- [Requirement]:
For the word "floor", give the number of lines in these entries that contain it, with nothing else.
[Start of section]
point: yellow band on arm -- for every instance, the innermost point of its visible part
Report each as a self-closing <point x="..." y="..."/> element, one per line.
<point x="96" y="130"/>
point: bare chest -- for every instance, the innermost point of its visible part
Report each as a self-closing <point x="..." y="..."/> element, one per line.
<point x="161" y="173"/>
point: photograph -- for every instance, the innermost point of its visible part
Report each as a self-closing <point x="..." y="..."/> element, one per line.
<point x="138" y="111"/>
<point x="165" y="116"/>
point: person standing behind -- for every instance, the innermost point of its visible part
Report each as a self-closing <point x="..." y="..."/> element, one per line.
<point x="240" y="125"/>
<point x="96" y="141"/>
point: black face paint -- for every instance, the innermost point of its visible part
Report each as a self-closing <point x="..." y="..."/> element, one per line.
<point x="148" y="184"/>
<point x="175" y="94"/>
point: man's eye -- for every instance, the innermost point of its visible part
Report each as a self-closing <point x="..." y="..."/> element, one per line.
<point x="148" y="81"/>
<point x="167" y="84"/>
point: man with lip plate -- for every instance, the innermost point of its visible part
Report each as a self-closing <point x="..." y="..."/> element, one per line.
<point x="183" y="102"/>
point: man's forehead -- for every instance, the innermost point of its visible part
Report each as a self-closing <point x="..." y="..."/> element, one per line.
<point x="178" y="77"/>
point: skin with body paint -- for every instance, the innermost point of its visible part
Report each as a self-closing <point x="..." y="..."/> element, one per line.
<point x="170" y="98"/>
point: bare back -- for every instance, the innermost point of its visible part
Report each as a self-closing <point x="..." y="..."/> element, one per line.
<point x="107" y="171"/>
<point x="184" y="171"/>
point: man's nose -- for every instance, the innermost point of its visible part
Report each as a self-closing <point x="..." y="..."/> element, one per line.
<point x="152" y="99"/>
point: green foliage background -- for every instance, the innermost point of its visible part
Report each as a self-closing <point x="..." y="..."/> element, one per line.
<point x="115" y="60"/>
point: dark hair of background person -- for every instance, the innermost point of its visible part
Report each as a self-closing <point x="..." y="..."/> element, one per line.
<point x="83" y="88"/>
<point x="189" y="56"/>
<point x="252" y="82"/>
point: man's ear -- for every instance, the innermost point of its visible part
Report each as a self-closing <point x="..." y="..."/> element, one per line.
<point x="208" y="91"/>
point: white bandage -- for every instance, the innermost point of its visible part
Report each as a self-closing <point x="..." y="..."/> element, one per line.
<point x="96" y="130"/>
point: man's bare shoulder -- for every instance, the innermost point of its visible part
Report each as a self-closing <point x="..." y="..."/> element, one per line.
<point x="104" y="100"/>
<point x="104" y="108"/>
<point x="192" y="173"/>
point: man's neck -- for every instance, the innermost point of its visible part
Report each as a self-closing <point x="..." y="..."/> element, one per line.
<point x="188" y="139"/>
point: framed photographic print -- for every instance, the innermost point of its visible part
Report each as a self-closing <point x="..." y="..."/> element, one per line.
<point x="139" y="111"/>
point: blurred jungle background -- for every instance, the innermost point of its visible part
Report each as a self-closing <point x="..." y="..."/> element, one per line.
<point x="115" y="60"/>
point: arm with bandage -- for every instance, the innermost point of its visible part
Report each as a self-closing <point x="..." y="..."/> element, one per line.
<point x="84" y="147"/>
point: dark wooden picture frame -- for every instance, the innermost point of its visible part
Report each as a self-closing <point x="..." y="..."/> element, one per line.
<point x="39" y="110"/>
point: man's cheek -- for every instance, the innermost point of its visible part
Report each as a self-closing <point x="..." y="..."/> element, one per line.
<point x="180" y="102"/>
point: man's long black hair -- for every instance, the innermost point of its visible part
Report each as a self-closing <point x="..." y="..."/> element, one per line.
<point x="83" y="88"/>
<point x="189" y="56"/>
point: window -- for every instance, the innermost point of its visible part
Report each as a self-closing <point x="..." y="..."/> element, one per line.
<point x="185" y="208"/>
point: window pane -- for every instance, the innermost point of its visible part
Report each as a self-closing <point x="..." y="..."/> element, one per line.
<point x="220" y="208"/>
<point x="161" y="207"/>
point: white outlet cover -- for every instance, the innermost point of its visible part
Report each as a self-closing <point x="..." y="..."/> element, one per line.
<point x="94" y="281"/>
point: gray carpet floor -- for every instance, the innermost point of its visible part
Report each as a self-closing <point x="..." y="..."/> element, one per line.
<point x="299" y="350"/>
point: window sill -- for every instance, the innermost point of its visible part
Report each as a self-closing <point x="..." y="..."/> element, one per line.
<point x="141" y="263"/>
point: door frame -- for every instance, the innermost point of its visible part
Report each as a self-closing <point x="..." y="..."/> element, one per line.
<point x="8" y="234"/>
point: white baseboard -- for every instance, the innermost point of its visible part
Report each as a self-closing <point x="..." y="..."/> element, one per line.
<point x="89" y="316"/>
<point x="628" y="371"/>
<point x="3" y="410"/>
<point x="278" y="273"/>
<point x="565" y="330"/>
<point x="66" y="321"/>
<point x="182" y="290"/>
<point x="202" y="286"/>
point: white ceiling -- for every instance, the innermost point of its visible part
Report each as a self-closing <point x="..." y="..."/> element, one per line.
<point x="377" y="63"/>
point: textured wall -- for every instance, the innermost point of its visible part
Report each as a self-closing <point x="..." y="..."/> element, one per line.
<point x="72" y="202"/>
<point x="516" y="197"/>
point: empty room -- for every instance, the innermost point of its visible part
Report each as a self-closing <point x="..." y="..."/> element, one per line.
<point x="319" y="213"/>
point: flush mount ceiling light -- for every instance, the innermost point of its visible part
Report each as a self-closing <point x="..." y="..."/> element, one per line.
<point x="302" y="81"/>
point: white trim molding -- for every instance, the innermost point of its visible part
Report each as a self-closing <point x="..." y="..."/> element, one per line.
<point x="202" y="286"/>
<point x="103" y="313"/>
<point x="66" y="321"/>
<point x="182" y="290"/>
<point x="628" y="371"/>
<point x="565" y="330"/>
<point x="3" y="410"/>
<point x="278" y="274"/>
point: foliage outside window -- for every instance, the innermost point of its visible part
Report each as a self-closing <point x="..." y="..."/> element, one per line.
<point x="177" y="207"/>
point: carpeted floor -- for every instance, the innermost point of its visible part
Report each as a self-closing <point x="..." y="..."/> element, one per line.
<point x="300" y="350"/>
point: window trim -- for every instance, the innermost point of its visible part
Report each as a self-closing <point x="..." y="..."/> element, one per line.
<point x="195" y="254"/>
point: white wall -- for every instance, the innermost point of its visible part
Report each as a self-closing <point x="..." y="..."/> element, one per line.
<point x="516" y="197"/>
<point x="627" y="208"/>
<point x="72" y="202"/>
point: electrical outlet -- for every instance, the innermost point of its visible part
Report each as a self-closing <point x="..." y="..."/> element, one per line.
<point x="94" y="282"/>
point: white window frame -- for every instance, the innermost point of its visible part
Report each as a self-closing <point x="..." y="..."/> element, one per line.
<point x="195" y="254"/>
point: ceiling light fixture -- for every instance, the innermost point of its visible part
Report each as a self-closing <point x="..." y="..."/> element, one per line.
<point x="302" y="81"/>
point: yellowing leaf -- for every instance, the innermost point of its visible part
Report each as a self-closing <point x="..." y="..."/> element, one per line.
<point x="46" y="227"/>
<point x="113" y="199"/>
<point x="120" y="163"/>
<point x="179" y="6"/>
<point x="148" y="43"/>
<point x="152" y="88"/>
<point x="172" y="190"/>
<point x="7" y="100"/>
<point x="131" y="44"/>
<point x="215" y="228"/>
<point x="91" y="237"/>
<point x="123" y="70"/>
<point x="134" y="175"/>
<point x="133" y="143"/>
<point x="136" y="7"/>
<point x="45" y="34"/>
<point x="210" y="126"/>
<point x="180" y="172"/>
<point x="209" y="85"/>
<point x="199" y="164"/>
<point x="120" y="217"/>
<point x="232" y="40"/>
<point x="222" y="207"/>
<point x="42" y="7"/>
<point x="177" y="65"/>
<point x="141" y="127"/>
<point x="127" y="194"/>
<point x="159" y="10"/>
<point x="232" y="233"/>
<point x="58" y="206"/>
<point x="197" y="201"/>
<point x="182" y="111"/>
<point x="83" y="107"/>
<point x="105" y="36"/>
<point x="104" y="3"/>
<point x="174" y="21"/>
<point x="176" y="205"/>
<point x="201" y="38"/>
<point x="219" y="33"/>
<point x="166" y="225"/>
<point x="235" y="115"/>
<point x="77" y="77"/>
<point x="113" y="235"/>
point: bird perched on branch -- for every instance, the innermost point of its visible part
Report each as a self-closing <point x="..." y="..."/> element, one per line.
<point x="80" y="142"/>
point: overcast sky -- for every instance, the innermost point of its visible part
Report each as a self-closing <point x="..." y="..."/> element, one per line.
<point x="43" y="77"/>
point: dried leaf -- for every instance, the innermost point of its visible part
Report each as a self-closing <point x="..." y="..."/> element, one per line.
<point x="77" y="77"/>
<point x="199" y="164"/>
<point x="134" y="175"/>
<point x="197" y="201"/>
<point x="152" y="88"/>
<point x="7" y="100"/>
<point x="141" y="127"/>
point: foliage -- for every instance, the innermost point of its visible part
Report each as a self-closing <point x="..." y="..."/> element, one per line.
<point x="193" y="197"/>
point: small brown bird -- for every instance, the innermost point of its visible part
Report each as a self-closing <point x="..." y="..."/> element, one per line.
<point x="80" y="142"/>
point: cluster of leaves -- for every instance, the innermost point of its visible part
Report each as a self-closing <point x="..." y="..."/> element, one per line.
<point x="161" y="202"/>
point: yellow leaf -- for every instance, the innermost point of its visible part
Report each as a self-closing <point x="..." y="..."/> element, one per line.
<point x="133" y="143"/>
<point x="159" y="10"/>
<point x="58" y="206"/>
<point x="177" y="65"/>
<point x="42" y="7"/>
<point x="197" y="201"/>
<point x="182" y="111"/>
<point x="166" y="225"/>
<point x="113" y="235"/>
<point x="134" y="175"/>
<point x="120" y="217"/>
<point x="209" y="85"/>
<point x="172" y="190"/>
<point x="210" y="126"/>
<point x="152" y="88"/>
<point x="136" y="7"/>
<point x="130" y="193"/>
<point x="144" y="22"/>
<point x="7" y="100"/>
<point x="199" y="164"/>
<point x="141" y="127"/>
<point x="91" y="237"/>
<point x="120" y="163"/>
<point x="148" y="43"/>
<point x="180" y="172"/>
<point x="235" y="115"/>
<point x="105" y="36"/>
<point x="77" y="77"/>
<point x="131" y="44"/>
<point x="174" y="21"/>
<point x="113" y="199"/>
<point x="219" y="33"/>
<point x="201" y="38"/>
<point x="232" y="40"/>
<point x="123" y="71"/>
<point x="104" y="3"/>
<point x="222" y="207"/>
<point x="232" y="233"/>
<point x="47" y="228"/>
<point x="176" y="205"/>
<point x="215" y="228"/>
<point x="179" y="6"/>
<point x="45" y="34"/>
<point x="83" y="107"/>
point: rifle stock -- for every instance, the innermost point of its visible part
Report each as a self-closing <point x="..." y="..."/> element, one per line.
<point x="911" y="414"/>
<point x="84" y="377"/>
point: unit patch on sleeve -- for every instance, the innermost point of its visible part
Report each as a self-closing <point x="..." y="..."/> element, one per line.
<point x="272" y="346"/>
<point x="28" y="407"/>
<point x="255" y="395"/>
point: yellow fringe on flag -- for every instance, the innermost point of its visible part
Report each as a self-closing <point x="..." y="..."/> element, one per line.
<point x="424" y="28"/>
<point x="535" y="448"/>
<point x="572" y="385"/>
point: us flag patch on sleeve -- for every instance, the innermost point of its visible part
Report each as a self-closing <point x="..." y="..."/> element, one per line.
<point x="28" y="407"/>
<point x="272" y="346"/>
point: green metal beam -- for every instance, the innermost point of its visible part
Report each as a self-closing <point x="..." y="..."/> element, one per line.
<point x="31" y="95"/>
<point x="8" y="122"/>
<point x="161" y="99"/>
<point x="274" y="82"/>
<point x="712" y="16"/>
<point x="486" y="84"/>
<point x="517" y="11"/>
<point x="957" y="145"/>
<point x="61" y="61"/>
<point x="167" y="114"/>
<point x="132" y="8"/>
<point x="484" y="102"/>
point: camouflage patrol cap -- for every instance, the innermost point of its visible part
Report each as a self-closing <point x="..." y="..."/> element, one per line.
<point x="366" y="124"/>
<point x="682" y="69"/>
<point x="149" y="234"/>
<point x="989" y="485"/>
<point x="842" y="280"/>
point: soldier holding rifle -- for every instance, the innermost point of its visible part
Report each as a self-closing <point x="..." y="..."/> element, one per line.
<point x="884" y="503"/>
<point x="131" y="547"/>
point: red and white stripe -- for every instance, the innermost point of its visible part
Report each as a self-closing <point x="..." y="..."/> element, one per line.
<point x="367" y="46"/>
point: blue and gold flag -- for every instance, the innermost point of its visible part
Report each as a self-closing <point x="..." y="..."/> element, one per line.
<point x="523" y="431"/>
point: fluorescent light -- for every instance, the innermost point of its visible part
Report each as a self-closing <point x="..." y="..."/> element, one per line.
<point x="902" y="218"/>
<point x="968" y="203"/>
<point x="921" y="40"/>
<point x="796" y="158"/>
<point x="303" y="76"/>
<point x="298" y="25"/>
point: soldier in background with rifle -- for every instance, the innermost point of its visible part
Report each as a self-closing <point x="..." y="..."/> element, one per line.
[End of section]
- [Solution for this task]:
2